• **Exercise directions**
Search the records below for the line containing "Target: kitchen window over sink". Write out that line and every line after it exactly as written.

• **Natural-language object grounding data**
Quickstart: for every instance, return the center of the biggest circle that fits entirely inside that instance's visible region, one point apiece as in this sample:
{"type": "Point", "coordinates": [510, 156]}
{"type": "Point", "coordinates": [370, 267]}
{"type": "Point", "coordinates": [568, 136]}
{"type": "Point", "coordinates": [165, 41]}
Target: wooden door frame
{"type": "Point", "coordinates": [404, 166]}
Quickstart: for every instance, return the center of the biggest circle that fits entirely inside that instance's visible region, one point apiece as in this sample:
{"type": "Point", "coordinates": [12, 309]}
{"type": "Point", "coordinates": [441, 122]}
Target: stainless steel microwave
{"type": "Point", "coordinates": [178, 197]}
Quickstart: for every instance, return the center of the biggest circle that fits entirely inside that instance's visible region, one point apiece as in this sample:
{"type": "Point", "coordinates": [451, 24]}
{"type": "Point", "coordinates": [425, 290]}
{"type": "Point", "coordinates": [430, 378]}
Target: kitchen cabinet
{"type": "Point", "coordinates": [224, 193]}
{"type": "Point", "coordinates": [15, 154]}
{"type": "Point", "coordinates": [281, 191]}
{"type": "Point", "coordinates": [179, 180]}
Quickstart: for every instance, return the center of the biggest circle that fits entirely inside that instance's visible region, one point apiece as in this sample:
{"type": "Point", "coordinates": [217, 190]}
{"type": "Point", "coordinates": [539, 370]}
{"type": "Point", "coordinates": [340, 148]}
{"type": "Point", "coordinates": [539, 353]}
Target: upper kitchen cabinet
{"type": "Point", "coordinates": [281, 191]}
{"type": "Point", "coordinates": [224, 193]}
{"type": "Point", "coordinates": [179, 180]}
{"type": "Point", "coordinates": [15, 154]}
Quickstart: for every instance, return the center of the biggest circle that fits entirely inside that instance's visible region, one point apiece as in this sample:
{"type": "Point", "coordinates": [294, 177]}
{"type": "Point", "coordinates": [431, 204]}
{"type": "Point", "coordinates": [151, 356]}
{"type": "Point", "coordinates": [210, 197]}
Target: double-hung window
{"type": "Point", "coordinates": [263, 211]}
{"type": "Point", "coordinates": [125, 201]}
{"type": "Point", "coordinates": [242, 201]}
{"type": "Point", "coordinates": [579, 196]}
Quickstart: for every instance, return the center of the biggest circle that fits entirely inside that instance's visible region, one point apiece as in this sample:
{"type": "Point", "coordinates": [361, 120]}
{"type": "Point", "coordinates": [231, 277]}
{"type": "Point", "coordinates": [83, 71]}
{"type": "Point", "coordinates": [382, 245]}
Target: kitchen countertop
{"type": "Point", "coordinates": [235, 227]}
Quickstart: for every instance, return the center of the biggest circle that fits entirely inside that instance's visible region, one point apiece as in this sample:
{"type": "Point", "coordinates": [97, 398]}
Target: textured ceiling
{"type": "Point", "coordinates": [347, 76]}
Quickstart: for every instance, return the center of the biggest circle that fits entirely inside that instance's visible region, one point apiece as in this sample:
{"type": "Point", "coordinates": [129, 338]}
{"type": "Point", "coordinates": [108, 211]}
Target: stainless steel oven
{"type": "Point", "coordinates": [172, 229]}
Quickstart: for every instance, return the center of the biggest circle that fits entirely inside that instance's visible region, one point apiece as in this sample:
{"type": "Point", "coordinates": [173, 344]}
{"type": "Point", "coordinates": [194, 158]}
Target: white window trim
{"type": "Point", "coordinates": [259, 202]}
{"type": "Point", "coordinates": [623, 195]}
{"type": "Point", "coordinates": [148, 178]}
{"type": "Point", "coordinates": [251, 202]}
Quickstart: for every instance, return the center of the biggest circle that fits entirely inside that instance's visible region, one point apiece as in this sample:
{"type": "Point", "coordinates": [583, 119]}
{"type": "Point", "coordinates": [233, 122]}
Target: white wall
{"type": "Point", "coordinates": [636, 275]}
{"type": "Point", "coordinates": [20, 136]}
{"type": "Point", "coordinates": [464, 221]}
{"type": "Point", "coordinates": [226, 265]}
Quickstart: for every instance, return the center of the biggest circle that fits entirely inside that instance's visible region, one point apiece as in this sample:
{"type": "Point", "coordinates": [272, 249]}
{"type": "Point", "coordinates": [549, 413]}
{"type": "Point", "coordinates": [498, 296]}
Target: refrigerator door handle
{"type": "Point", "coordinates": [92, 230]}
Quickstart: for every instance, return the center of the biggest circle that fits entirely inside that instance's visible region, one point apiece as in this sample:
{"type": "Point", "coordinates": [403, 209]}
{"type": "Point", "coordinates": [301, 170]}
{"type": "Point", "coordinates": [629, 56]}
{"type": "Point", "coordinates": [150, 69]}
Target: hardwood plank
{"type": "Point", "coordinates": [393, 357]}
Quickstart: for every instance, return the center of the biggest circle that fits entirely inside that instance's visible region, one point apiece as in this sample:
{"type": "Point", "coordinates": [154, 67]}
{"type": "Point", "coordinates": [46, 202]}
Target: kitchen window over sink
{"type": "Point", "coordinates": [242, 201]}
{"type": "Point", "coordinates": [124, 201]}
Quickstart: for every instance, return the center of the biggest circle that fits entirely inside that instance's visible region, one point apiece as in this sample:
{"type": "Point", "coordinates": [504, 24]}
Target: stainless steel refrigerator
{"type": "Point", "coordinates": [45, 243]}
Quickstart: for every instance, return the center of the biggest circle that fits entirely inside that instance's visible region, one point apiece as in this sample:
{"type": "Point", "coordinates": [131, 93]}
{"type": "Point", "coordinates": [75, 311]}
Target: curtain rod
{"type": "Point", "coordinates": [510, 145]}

• **Solved problem**
Target: kitchen window over sink
{"type": "Point", "coordinates": [242, 201]}
{"type": "Point", "coordinates": [124, 201]}
Quickstart: for every instance, return the center of the biggest circle that fits entirely inside that instance's visible region, one point apiece as in this sample:
{"type": "Point", "coordinates": [504, 24]}
Target: stainless steel refrigerator
{"type": "Point", "coordinates": [45, 243]}
Quickstart: for every instance, return the center of the biggest circle that fits entirely inside that instance's visible region, one point apiece as in this sample:
{"type": "Point", "coordinates": [131, 93]}
{"type": "Point", "coordinates": [75, 311]}
Target: curtain rod
{"type": "Point", "coordinates": [510, 145]}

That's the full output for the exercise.